=== SUPPLIED PASSAGE ===

LONDON (AP) — Truck drivers and Britons heading off on holiday by ferry faced hours-long waits at the port of Dover on Friday, with authorities blaming French officials for the chaos.
Dover authorities said a lack of French border officials was leading to waits of up to six hours for border checks at the English Channel port, with queues of tourist and freight traffic snarling roads for miles (kilometers) around.
Millions of people in Britain are trying to begin vacations this weekend — the start of the summer holidays for most schools — and face the threat of disruption by road, sea, rail and air.
U.K. port authorities said that, despite months of work between the two nations to prepare for peak travel season, the number of French border police “has been insufficient and has fallen far short of what is required to ensure a smooth first weekend of the peak summer getaway period.”
Since Britain left the European Union in 2020, U.K. travelers face stricter border checks when traveling to the continent. At Dover they are performed on the English side of the channel by French staff.
Port of Dover chief executive Doug Bannister said the port had declared a “critical incident."
“We’ve been badly let down this morning by the French border," he said, urging travelers to “consider holding off heading for the port at this point in time until more is known."
By Friday afternoon, port authorities said more French staff had arrived “and traffic is slowly beginning to move, but it will take some time to clear the backlog.”
Turkish truck driver Muhammet Turker said he began queuing in his rig at Dover on Thursday evening and was still waiting 16 hours later.
“I’ve been in something like this before, but this is the worst," he said.
Ferry operator P&O urged travelers to “arrive prepared for a prolonged wait. Carry snacks and additional water with you.”
Protesters against high fuel prices also held rolling roadblocks Friday on routes to southwest England, a popular holiday destination, although police said these did not cause significant traffic problems.
The problems follow days of travel disruption on Britain’s railways after a heat wave brought record-smashing 40 degrees Celsius (104 degrees Fahrenheit) temperatures to the U.K., buckling rails and starting fires.
Rail workers also staged nationwide strikes last month in a dispute over pay and conditions, and plan more walkouts next week.
Air travel has also been hit, in Britain and around the world, as airlines and airports struggle to cope with the return of mass travel following two years of pandemic disruptions.

=== EXTRACTED INFORMATION ===

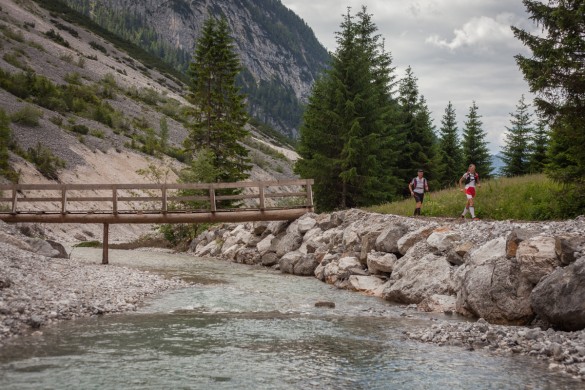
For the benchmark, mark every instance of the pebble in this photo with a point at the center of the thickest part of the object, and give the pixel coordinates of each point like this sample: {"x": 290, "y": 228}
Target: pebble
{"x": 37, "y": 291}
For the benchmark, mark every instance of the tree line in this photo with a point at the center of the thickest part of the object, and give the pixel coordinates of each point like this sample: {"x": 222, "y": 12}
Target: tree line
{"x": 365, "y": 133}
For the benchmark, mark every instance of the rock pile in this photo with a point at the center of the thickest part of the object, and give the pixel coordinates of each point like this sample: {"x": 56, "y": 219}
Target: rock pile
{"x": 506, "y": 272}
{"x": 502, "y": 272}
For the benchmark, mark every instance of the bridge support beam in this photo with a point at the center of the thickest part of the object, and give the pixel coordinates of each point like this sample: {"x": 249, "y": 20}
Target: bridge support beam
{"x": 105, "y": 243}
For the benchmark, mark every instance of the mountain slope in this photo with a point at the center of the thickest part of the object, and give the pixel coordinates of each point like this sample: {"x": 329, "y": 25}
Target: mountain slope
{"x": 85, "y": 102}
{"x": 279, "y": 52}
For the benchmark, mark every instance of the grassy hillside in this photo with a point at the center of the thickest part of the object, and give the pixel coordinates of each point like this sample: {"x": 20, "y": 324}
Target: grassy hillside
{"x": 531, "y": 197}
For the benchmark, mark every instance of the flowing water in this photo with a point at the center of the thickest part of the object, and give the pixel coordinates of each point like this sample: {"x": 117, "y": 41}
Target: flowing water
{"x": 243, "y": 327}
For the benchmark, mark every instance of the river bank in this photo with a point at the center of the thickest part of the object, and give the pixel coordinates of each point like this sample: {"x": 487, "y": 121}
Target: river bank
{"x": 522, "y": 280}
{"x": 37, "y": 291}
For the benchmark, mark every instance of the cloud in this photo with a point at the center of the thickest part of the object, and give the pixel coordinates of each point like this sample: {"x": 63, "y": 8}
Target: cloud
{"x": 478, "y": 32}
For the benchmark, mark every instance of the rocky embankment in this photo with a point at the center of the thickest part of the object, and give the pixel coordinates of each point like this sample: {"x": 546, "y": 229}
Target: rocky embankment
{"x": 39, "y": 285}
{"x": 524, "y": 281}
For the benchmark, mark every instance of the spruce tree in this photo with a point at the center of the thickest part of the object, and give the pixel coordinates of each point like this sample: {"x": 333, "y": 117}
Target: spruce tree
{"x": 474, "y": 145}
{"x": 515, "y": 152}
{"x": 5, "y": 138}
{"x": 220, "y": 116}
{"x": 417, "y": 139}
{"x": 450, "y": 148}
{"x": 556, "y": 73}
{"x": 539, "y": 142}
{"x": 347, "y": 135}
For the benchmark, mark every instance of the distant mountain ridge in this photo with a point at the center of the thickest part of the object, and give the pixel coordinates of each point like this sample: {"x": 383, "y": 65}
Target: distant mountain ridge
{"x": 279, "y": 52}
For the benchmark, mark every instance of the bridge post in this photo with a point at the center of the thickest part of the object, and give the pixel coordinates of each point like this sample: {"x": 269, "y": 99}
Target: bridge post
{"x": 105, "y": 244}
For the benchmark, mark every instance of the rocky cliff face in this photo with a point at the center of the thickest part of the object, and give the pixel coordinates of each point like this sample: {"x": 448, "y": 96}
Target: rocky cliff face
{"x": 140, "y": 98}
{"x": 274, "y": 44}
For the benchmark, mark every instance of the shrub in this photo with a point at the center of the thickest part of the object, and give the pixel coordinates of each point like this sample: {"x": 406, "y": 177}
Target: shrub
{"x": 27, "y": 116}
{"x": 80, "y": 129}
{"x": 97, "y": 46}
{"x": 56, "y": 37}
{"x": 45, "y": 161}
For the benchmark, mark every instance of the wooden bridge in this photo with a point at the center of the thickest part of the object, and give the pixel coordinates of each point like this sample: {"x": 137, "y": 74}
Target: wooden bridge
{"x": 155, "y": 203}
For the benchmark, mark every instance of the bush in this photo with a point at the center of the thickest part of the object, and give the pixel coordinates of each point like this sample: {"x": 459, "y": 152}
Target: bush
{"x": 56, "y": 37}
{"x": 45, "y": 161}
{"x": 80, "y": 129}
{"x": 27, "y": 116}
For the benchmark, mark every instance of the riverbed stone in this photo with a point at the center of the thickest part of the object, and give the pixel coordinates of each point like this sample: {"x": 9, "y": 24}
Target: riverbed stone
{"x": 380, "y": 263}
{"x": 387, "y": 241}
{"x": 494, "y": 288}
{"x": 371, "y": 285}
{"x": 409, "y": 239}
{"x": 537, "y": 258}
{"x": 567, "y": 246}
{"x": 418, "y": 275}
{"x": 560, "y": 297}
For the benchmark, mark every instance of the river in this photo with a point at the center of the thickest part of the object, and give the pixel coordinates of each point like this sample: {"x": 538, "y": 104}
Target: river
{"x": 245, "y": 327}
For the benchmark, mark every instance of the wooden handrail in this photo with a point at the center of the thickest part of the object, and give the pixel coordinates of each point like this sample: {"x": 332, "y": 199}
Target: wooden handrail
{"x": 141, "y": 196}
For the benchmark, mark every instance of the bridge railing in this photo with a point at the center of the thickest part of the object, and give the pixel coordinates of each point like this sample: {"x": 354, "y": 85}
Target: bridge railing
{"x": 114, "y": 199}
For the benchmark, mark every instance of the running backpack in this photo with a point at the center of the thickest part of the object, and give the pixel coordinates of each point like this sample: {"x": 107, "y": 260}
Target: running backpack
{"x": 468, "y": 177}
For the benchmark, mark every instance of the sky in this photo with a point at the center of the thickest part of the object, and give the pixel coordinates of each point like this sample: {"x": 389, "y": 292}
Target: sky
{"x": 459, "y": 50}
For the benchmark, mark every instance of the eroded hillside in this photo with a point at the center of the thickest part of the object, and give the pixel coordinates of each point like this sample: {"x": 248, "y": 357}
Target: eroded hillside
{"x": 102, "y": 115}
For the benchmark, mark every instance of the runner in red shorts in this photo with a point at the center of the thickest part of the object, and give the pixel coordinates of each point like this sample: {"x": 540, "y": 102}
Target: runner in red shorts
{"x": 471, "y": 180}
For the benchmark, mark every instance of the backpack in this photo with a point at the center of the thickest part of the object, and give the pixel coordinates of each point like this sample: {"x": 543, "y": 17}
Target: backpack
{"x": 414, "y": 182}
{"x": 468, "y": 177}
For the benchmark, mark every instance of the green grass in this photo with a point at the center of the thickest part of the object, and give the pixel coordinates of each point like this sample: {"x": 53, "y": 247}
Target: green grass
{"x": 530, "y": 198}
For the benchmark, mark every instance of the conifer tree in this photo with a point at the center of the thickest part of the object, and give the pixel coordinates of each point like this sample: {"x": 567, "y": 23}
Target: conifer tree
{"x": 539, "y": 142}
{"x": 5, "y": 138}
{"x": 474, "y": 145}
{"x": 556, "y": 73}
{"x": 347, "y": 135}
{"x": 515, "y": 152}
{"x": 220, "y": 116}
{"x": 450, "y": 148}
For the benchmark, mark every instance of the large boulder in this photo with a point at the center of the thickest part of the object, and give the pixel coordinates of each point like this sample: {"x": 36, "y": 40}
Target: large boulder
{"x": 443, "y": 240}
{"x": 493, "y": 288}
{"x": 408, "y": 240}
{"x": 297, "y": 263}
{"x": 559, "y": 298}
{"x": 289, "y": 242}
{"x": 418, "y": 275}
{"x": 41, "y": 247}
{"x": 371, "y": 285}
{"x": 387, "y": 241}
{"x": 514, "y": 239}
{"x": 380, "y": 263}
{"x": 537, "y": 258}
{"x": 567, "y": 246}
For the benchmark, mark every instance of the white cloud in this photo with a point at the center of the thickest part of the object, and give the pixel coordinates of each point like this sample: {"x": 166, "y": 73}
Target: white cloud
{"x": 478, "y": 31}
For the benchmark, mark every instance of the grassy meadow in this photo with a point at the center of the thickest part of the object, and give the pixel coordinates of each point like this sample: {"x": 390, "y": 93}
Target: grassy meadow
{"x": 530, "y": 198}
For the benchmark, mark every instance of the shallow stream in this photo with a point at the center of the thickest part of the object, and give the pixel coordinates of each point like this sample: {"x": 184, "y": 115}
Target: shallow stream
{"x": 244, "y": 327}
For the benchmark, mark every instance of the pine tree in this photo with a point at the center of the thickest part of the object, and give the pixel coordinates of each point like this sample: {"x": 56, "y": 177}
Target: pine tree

===

EXERCISE BRIEF —
Answer these questions from the news report on the Dover port delays:
1. How long did Dover authorities say the waits for border checks could last?
2. What did Port of Dover chief executive Doug Bannister say the port had declared?
3. How long had truck driver Muhammet Turker been waiting when he was still in the queue?
The records have no connection to the news report on the Dover port delays.

SOLVED PROBLEM —
1. Up to six hours.
2. A "critical incident."
3. Sixteen hours, having begun queuing on Thursday evening.